* **Excerpt**
- - - - -
MY previous article on the rise of Pakistan’s middle class (which appeared in this newspaper on March 23), elicited a surprising response. It was the most ‘face-booked’ and ‘tweeted’ of all my op-eds since last year, and I received numerous comments via text message and e-mail as well.
Overwhelmingly, the response was euphoric and celebratory in nature, with many friends, especially from Karachi, suggesting that I had finally “seen the light”, and hoping that this would mark the start of more “positive” thinking and writing from me! Indeed, the purpose of the article was to balance the narrative, and tell a story which also needed to be told: that the only way to explain the consumption and affluence visible in some parts of Pakistan was by the rise of a sizeable middle class. However, the attempt to balance the narrative may have an unintended consequence. It could reinforce the complacency that has been exhibited — and articulated — by senior government figures and policymakers, regarding the ‘true’ state of the economy and the socioeconomic circumstances of most Pakistanis.
This complacency is set to increase further if reports regarding the results of the latest official poverty assessment, as yet unreleased, are true — that Pakistan is likely to record another sharp fall in the poverty headcount ratio, from the controversial figure of 17.2 per cent that was estimated in 2008.
In the wake of some recent disturbing developments and findings, it is important to re-balance the narrative. While it is important to recognise the emergence of a large middle class in Pakistan, it is imperative not to forget that an unacceptably large number of our countrymen are falling through the cracks.
The first of these ‘counter narratives’ pertains to rising food insecurity and overall vulnerability in the country. While estimates of the size of the middle class are open to methodological questioning, on the other side of the equation, the estimates of the food-insecure and vulnerable population are perhaps relatively more ‘firm’. An UN inter-agency assessment mission, for example, had placed the food-insecure population in Pakistan at 77 million people — in 2008, at the start of the global food crisis. It is almost certainly likely to be the case that this cohort has grown in number since, given that food inflation has totalled 75 per cent between 2008 and 2011.
The second of these comes from the findings of the official National Nutrition Survey, 2011 (NNS, for short). While the results of the survey have not been officially released, a reader associated with this exercise has shared some of the grim findings. The two most important ones include:
— An across-the-board increase in malnutrition in children, with 67 per cent of this cohort falling in this category, across the whole of Pakistan (mothers have fared poorly as well);
— An across-the board increase in ‘stunting rates’ in children in Pakistan, with Sindh faring particularly poorly on this score.
According to this researcher, given that there are no discernible patterns in the findings and the results are fairly evenly distributed across different regions and sub-groups (male/female, rural/urban, by province), the most plausible explanation for the results is that “the underlying cause is poverty, which according to this survey would be very pervasive and extant”.
- - - - -
* **Source information**
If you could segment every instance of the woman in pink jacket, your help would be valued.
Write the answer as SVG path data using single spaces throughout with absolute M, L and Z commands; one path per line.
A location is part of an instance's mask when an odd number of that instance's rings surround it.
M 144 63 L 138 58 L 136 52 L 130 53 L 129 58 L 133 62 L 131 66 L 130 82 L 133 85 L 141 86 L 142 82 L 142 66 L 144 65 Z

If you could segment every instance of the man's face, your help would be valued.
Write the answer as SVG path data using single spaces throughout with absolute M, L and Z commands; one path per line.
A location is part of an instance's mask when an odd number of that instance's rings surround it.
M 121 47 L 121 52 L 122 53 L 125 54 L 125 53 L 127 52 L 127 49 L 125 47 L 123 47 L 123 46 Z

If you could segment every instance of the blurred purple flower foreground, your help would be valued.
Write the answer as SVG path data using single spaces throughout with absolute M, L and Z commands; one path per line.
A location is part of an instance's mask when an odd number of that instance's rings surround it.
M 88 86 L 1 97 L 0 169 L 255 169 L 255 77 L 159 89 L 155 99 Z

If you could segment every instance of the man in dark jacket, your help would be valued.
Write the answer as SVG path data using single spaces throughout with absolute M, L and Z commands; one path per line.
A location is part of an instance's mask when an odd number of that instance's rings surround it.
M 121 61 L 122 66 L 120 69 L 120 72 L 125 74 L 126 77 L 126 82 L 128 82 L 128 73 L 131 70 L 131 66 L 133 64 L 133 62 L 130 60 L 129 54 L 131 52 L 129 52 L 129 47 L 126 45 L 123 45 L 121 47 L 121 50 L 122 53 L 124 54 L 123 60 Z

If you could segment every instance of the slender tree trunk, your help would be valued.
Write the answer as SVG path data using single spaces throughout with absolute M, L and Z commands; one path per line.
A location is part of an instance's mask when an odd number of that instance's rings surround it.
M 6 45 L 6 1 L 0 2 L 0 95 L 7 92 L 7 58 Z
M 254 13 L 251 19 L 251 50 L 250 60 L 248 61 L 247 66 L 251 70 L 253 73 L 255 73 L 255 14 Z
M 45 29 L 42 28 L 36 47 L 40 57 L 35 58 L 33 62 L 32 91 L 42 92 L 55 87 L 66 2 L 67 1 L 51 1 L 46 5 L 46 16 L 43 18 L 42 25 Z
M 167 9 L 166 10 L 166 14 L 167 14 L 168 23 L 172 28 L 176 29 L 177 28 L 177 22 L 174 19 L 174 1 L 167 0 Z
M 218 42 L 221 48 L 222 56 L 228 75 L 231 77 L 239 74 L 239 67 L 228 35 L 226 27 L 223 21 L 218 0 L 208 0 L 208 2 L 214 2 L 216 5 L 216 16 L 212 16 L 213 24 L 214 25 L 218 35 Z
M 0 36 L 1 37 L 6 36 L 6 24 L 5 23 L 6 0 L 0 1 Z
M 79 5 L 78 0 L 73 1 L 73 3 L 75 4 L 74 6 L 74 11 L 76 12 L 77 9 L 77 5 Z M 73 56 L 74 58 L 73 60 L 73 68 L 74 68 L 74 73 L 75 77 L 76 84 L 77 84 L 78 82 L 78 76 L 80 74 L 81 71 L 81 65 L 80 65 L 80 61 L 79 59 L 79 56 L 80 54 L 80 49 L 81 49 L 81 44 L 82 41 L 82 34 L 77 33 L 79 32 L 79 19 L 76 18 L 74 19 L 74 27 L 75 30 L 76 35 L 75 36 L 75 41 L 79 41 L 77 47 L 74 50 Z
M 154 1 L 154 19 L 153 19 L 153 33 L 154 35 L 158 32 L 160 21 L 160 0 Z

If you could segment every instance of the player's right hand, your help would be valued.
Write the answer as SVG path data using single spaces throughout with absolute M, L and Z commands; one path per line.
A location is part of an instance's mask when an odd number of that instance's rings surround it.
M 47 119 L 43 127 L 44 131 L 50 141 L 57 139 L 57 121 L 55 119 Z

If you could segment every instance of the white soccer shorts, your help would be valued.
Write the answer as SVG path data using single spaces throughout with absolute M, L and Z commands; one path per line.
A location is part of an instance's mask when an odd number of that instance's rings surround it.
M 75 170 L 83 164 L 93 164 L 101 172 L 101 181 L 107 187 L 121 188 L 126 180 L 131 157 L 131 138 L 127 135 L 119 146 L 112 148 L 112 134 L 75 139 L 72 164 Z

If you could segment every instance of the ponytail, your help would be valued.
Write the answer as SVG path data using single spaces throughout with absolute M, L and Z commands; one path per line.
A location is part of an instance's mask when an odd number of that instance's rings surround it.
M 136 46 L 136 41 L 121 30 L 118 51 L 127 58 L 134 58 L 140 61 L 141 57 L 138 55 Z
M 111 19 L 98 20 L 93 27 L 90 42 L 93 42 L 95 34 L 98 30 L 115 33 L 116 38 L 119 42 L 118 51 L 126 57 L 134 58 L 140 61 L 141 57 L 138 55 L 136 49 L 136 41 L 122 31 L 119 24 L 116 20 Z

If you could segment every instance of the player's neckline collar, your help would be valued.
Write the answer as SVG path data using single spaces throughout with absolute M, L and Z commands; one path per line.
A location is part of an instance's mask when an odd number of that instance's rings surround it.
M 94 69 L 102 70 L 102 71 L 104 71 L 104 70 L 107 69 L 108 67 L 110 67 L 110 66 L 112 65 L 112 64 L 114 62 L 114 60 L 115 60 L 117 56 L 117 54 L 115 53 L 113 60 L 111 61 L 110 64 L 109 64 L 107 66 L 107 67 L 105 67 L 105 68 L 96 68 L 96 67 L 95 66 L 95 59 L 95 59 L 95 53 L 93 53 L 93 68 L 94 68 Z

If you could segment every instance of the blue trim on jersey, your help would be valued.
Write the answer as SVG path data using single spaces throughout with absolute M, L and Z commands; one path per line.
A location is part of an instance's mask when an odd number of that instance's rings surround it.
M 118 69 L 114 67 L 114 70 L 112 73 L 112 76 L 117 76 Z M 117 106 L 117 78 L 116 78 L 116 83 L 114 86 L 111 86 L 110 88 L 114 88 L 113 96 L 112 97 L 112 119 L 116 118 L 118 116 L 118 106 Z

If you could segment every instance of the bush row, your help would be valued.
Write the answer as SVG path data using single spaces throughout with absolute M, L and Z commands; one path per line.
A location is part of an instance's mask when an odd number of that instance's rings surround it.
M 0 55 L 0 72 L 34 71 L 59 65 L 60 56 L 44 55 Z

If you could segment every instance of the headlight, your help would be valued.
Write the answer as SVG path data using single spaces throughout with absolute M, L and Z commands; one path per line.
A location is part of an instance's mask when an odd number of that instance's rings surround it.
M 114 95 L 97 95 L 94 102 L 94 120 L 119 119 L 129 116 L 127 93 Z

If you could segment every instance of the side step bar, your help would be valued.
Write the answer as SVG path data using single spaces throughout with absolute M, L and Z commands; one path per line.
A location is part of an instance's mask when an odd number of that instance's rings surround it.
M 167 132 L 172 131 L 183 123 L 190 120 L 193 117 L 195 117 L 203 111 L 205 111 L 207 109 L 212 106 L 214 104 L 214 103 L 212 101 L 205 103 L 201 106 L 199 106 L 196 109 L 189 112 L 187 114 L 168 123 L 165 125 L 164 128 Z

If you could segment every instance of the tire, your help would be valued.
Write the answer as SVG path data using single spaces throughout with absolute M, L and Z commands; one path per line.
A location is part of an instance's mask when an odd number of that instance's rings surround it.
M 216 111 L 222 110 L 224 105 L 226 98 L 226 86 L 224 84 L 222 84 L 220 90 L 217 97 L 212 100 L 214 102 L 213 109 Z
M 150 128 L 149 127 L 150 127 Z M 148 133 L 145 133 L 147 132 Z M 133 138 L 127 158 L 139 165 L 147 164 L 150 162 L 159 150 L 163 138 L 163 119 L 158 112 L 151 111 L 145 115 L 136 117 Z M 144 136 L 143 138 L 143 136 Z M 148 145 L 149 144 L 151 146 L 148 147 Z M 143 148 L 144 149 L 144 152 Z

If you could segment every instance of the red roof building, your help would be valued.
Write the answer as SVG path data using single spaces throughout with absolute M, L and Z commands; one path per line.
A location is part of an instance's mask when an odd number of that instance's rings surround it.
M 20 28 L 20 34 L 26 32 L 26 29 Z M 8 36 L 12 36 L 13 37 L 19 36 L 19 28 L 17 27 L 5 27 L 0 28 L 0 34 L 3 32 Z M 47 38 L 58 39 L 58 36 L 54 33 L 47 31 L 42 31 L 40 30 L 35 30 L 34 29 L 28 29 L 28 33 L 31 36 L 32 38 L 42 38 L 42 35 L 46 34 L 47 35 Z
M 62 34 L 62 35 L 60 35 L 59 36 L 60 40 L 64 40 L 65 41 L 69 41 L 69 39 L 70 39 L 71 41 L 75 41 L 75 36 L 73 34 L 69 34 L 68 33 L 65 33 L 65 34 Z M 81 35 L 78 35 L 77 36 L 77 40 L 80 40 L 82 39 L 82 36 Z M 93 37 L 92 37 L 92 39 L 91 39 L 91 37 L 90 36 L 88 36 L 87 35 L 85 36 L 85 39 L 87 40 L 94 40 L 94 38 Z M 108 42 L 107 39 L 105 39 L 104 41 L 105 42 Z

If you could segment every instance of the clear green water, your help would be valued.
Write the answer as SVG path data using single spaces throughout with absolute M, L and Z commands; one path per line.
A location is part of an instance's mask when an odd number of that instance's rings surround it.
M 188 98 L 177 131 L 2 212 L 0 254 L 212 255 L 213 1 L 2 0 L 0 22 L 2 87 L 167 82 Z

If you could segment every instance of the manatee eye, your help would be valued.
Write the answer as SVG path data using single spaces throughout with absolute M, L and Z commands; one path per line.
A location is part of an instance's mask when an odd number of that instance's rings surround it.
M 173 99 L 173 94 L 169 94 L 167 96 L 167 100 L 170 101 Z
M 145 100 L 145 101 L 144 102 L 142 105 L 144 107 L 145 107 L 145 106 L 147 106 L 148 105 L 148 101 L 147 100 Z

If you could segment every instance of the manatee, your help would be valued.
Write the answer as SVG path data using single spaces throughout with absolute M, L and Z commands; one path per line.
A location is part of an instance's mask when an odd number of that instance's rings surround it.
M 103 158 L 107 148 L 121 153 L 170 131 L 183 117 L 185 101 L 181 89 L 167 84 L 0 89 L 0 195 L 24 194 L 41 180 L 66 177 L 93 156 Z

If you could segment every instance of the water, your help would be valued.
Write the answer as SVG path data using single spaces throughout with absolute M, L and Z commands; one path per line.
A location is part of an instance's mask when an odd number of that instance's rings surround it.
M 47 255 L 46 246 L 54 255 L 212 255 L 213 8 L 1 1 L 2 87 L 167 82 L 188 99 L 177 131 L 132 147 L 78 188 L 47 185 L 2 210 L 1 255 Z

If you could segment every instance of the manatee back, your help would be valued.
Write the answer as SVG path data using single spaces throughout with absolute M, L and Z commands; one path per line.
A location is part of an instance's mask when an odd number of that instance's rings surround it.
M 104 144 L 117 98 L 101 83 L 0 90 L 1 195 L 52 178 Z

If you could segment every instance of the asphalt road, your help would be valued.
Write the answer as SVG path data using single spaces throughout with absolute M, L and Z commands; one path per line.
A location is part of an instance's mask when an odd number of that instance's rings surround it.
- - - - -
* **Work order**
Reproduce the op-ed on poverty in Pakistan word for word, everything from "The first of" down to "2008 and 2011.". Rely on the op-ed alone, not on the records.

* **Written solution**
The first of these ‘counter narratives’ pertains to rising food insecurity and overall vulnerability in the country. While estimates of the size of the middle class are open to methodological questioning, on the other side of the equation, the estimates of the food-insecure and vulnerable population are perhaps relatively more ‘firm’. An UN inter-agency assessment mission, for example, had placed the food-insecure population in Pakistan at 77 million people — in 2008, at the start of the global food crisis. It is almost certainly likely to be the case that this cohort has grown in number since, given that food inflation has totalled 75 per cent between 2008 and 2011.